DIRECTIONS FOR THIS TASK: Write out the records again, exactly. Nothing may be dropped.

================

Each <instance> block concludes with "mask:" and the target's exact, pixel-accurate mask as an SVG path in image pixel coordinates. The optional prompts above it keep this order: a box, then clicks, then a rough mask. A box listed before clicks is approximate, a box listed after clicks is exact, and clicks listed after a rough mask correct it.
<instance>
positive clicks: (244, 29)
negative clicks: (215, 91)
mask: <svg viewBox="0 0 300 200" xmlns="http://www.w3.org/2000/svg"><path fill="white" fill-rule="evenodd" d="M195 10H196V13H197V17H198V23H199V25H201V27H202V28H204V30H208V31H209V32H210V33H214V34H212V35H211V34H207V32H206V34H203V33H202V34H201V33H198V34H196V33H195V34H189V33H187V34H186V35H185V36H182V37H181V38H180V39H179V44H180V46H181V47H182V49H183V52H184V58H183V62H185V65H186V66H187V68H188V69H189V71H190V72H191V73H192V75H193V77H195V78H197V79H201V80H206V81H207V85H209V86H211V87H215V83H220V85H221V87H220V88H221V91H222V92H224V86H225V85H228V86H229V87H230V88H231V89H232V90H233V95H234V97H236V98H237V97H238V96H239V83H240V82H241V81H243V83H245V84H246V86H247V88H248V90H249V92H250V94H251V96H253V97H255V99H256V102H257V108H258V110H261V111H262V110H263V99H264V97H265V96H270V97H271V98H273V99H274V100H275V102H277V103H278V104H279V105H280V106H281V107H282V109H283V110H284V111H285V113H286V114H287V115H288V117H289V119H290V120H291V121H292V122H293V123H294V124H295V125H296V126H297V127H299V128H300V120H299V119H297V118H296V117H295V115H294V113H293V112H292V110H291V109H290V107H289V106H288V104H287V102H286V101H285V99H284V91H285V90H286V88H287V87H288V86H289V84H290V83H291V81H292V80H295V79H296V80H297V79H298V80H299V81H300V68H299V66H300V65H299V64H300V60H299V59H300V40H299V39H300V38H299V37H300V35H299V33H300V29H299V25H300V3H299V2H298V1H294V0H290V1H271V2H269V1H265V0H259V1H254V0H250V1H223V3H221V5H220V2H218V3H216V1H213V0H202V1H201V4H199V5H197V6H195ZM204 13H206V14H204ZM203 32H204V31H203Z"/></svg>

================

RESPONSE FOR THIS EXERCISE:
Each <instance> block concludes with "mask:" and the target's exact, pixel-accurate mask as an SVG path in image pixel coordinates. The optional prompts above it keep this order: a box, then clicks, then a rough mask. A box listed before clicks is approximate, a box listed after clicks is exact, and clicks listed after a rough mask correct it.
<instance>
positive clicks: (244, 29)
negative clicks: (215, 91)
mask: <svg viewBox="0 0 300 200" xmlns="http://www.w3.org/2000/svg"><path fill="white" fill-rule="evenodd" d="M195 10H196V13H197V17H198V23H199V25H201V27H202V28H204V30H208V31H209V32H210V33H214V34H212V35H211V34H207V32H206V34H203V33H202V34H201V33H198V34H196V33H195V34H189V33H187V34H186V35H185V36H182V37H181V38H180V39H179V44H180V46H181V47H182V49H183V52H184V58H183V62H185V65H186V66H187V68H188V69H189V71H190V72H191V73H192V75H193V77H195V78H197V79H201V80H206V81H207V85H209V86H211V87H215V83H220V85H221V87H220V88H221V91H222V92H224V86H225V85H228V86H229V87H230V88H231V89H232V90H233V95H234V97H236V98H237V97H238V96H239V83H240V82H241V81H243V83H245V84H246V86H247V88H248V90H249V92H250V94H251V96H253V97H255V99H256V102H257V108H258V110H261V111H262V110H263V99H264V97H265V96H270V97H271V98H273V99H274V100H275V102H277V103H278V104H279V105H280V106H281V107H282V109H283V110H284V111H285V113H286V114H287V115H288V117H289V119H290V120H291V121H292V122H293V123H294V124H295V125H296V126H297V127H299V128H300V120H299V119H297V118H296V117H295V115H294V113H293V112H292V110H291V109H290V107H289V106H288V104H287V102H286V101H285V99H284V91H285V90H286V88H287V87H288V86H289V84H290V83H291V81H292V80H295V79H296V80H297V79H298V80H299V81H300V68H299V66H300V65H299V64H300V60H299V59H300V40H299V39H300V38H299V37H300V35H299V33H300V29H299V25H300V3H299V2H298V1H294V0H290V1H271V2H269V1H265V0H259V1H254V0H250V1H223V3H221V5H220V2H218V3H216V1H213V0H202V1H201V4H199V5H197V6H195ZM204 13H206V14H204ZM203 32H204V31H203Z"/></svg>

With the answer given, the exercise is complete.